» **Kutipan Teks**:
Luxury Goods Is (Not) Dying
KETIKA PENJUALAN BARANG MEWAH TIDAK TERUSIK KRISIS GLOBAL YANG SEDANG MELANDA. OLEH YUDITH KINDANGEN
Di tengah keadaan ekonomi yang mengalami penurunan drastis, tetapi luxury brand nyatanya tidak sekarat, setidaknya masih mampu bertahan hidup tanpa megap-megap. Harga barang-barang luxury justru mengalami kenaikan di saat isolasi wilayah sedang diberlakukan. Isu ini sekilas terdengar tidak masuk akal. Bahkan membuat saya bertanya-tanya: Kok bisa? Apa ada yang mau beli produk harga fantastis di masa krisis ini? Akhirnya rasa penasaran saya pun mulai terjawab ketika melihat laporan dari situs balai lelang asal Inggris, Christie, yang menjual produk Hermès. Situs tersebut memberikan pernyataan di luar dugaan saya. Karena faktanya, penjualan tas dari rumah mode asal Prancis tersebut tetap terbaik meski ada krisis di seluruh dunia.
Kemudian hal ini juga didukung dengan pernyataan dari Reseller barang preloved yang berbasis di Paris, Vestiaire Collective. Mereka mengungkapkan jika penjualan tas Hermès maupun Chanel tetap stabil dalam harga dan volume yang tinggi. Memang ada sedikit penurunan ketika lockdown di Eropa dimulai, tetapi tidak berlangsung lama. Berdasarkan realitas yang ada, maka tak heran, apabila sederet luxury brand terkemuka mengambil langkah berani seperti ini.

» **Petunjuk Tugas**:
1 - Menurut artikel tentang barang mewah, di kota mana Vestiaire Collective berbasis?
2 - Salin kata demi kata bagian artikel tentang barang mewah mulai dari "Luxury Goods Is" sampai dengan "di seluruh dunia.".

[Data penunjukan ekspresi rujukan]
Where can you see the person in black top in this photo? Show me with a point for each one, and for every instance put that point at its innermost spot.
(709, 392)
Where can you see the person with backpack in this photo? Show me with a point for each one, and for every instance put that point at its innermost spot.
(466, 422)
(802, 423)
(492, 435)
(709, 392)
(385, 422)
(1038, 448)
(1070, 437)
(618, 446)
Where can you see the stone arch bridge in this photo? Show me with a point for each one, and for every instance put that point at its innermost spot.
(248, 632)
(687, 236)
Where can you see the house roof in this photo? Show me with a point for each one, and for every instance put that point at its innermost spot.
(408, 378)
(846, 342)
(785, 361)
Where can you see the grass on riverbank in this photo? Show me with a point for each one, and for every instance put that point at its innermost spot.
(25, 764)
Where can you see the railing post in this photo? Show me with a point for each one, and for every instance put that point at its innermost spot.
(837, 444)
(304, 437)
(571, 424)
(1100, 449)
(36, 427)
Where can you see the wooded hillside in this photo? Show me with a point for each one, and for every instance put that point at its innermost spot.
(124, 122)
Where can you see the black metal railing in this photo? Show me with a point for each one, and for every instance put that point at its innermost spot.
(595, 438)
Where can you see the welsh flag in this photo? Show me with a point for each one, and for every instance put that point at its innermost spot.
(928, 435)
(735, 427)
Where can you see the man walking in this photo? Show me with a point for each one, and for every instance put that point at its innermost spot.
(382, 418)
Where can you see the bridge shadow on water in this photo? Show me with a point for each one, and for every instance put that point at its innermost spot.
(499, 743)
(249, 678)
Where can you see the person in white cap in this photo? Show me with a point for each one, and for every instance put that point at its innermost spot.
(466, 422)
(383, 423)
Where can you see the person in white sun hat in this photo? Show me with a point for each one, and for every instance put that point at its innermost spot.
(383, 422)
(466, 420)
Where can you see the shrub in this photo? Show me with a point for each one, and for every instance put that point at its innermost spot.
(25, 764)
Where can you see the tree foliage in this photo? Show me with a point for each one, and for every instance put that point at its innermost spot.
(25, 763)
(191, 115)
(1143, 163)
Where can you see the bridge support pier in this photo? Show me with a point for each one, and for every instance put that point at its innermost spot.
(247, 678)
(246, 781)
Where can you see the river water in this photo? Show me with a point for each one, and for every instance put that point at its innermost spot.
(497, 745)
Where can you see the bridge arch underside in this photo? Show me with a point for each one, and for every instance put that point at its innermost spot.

» **Jawaban Tiap Tugas**:
1 - Paris.

2 -
Luxury Goods Is (Not) Dying
KETIKA PENJUALAN BARANG MEWAH TIDAK TERUSIK KRISIS GLOBAL YANG SEDANG MELANDA. OLEH YUDITH KINDANGEN
Di tengah keadaan ekonomi yang mengalami penurunan drastis, tetapi luxury brand nyatanya tidak sekarat, setidaknya masih mampu bertahan hidup tanpa megap-megap. Harga barang-barang luxury justru mengalami kenaikan di saat isolasi wilayah sedang diberlakukan. Isu ini sekilas terdengar tidak masuk akal. Bahkan membuat saya bertanya-tanya: Kok bisa? Apa ada yang mau beli produk harga fantastis di masa krisis ini? Akhirnya rasa penasaran saya pun mulai terjawab ketika melihat laporan dari situs balai lelang asal Inggris, Christie, yang menjual produk Hermès. Situs tersebut memberikan pernyataan di luar dugaan saya. Karena faktanya, penjualan tas dari rumah mode asal Prancis tersebut tetap terbaik meski ada krisis di seluruh dunia.